AIM OF THE TASK: List every line of the material that contains the string "Phrase", treating uppercase and lowercase as different.
─── RECORD LIST
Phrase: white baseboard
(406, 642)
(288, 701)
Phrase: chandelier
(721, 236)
──────
EXERCISE RESPONSE:
Phrase: white baseboard
Phrase: chandelier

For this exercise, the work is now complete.